| WRITTEN INSTRUCTION |
Which lines in the data below contain the word "watermark"? Show each of them in full.

| DATA SHOWN |
>>>
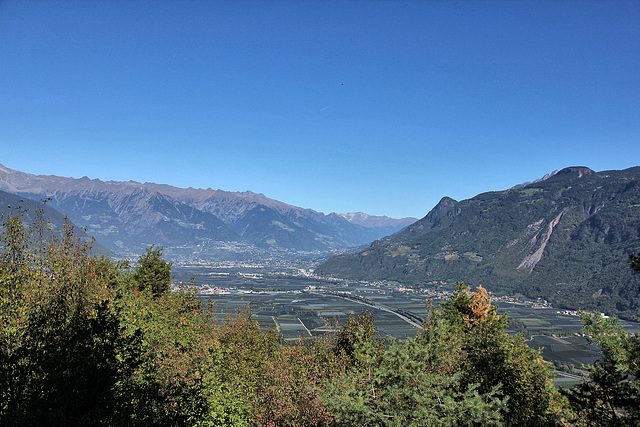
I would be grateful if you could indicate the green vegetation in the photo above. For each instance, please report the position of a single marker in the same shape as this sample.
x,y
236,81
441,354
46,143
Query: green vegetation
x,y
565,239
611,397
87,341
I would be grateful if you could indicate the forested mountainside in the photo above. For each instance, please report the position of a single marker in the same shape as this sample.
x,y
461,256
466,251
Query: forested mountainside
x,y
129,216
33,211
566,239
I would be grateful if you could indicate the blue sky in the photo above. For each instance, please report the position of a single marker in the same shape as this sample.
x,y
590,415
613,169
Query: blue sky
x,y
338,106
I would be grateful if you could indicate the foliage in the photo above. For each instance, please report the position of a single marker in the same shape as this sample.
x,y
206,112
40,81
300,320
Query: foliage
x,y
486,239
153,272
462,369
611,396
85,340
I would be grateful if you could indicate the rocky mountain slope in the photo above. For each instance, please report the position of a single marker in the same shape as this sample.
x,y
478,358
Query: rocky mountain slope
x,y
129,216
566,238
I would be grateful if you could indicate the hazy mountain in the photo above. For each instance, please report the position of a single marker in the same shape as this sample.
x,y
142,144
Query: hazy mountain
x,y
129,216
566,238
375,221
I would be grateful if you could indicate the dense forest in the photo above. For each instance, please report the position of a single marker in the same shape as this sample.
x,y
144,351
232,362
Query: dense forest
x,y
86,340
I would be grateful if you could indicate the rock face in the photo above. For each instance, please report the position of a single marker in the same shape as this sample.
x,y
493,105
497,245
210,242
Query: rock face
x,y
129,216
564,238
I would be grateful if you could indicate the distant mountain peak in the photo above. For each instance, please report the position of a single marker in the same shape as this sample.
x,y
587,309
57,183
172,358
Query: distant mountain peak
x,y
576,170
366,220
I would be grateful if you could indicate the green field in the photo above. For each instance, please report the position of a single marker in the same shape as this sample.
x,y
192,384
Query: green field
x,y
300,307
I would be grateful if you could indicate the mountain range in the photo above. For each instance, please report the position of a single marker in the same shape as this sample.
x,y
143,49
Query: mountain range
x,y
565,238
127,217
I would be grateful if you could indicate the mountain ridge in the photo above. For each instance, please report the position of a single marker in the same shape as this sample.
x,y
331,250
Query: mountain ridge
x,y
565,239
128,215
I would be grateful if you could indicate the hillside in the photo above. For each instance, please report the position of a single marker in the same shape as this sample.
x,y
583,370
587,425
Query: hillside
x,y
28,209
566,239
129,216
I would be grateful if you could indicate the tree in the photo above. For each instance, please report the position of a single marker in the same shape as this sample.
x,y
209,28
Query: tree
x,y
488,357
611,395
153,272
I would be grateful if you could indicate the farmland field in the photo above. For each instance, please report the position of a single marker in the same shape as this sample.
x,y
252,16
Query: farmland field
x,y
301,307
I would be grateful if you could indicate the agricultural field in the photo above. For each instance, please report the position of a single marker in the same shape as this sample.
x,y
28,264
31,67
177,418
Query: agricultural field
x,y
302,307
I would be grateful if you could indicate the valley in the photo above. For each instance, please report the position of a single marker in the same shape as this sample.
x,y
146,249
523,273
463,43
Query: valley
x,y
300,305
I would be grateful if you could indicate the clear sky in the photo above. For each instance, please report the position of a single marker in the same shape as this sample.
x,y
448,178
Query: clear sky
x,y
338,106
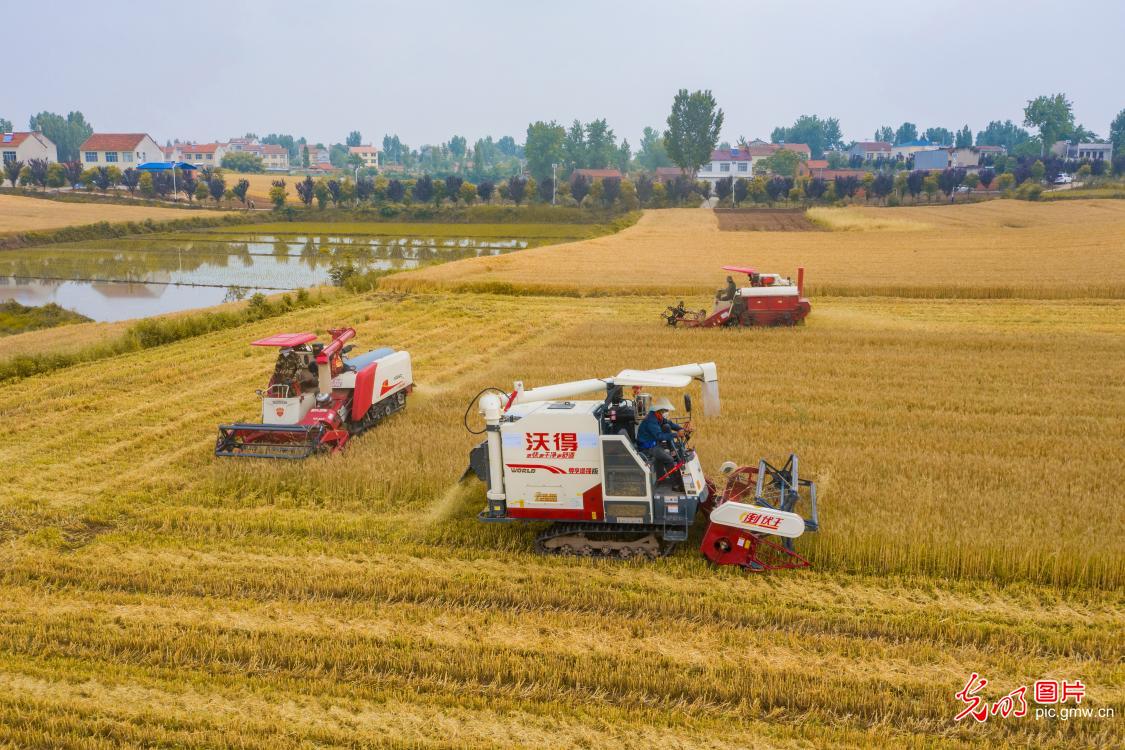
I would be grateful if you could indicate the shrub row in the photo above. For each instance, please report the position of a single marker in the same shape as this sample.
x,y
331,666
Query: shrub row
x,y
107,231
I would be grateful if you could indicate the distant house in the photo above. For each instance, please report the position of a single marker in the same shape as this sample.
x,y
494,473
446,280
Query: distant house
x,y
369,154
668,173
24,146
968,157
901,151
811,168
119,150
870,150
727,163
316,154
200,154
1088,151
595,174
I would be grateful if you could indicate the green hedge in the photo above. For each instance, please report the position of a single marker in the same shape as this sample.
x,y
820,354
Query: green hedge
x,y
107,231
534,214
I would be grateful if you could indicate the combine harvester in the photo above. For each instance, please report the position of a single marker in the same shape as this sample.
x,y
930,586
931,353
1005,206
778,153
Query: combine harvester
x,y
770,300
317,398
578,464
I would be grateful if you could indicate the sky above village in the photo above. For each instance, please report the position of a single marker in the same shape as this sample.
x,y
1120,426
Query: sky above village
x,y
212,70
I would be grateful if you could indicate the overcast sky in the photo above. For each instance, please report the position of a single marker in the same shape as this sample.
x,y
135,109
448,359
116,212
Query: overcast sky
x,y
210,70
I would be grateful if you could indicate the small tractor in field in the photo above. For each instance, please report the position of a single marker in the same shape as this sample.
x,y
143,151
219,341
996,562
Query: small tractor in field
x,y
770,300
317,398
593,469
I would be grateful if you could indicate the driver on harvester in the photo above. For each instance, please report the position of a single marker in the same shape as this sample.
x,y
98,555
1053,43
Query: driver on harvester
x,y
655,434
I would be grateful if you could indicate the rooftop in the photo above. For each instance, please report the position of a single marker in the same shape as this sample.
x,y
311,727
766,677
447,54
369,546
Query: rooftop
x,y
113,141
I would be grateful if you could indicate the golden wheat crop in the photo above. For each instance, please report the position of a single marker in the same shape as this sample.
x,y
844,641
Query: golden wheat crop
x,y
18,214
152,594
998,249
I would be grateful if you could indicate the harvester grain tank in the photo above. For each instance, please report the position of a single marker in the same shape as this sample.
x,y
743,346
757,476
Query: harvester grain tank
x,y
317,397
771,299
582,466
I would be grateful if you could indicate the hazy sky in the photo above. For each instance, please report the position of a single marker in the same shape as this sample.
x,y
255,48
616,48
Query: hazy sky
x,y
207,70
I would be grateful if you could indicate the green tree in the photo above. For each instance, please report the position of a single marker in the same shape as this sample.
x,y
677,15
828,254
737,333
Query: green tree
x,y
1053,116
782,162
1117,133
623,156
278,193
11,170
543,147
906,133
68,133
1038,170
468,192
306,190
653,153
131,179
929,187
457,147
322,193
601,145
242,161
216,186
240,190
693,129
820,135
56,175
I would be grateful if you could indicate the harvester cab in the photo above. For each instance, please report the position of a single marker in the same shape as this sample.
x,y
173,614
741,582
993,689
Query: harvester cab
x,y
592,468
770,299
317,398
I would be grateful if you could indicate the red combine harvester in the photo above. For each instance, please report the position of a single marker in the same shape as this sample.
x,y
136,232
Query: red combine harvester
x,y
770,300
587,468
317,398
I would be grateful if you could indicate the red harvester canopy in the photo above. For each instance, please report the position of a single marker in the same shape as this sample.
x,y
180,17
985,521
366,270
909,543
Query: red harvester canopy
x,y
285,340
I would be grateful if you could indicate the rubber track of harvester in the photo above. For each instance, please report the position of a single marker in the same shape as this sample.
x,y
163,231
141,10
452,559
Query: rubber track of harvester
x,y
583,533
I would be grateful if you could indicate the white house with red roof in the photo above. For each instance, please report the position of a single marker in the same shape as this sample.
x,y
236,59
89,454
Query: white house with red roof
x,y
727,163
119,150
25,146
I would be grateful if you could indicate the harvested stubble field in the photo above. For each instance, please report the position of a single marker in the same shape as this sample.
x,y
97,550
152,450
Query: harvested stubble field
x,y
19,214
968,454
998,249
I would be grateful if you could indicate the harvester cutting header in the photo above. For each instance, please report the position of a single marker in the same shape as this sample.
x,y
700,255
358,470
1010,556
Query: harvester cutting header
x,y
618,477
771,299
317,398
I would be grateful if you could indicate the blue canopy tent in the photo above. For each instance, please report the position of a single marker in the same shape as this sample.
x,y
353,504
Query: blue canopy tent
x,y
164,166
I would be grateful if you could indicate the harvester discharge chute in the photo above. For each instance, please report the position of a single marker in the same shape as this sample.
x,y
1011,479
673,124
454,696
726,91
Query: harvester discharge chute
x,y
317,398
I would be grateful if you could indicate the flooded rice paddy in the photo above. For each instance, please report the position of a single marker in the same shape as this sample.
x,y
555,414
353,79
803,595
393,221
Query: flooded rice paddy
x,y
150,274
<<<
>>>
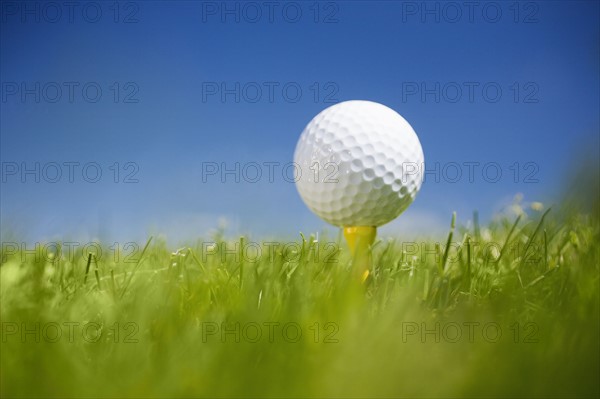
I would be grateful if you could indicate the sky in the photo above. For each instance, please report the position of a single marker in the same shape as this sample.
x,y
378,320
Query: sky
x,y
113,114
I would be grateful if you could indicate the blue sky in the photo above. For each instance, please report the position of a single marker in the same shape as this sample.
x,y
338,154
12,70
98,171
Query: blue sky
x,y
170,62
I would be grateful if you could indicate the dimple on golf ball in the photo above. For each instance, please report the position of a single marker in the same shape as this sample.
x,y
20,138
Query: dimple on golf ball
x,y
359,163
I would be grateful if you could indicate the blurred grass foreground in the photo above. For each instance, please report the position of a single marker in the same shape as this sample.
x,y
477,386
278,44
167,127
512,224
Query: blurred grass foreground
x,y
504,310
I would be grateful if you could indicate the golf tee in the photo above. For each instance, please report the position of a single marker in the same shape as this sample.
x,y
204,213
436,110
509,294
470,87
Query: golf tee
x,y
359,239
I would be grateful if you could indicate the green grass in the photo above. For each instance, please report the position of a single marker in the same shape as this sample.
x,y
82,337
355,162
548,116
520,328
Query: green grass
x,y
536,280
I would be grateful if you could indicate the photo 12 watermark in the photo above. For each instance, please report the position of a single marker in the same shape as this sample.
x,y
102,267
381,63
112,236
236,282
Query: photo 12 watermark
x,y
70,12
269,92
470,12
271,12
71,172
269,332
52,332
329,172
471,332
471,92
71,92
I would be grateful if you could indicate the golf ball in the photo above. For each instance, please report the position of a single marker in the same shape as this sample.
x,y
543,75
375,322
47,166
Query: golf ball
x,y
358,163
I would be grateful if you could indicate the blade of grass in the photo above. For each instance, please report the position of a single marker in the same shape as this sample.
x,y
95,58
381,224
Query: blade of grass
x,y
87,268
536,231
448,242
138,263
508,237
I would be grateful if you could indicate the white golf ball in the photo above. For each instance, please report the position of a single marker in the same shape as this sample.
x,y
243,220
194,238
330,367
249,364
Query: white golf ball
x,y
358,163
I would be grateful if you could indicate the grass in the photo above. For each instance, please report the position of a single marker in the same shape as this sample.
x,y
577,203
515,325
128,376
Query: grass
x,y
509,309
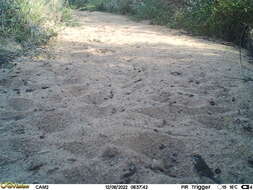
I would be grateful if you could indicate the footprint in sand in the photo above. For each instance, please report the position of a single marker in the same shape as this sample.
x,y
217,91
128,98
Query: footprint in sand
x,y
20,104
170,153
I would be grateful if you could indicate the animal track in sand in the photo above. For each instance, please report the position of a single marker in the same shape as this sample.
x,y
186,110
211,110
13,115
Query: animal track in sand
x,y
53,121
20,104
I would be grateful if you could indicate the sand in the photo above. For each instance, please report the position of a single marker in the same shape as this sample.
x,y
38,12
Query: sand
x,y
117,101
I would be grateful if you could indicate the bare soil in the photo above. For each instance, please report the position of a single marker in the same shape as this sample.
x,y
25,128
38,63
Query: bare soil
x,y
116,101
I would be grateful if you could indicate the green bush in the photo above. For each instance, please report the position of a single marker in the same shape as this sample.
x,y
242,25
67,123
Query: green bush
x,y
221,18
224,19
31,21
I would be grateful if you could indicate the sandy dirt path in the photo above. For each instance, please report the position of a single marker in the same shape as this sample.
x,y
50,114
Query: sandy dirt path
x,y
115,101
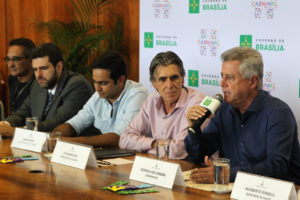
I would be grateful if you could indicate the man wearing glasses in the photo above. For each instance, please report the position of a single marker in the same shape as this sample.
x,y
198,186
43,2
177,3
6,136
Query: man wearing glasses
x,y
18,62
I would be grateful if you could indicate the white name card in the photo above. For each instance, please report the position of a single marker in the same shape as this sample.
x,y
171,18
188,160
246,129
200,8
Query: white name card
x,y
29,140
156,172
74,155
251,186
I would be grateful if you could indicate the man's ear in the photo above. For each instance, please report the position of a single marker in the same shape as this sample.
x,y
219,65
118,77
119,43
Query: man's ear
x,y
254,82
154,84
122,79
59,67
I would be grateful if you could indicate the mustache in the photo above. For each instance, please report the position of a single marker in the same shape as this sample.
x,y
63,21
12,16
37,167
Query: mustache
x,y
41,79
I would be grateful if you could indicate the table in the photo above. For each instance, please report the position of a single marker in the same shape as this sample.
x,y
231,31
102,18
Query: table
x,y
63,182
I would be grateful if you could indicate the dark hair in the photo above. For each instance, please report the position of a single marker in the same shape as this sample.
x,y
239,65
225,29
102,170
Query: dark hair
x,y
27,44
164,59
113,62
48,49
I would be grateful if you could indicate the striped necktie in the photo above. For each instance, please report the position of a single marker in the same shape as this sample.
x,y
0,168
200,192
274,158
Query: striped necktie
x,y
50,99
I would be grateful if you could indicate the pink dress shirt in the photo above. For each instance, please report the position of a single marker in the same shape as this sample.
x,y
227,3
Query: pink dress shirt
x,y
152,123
<<<
| OUTPUT |
I would be grateful if you could indicate the photo 12 watermark in the photo above. For each instance, please report the position of a single marker in the same shape as this sample.
Query: photo 12 watermark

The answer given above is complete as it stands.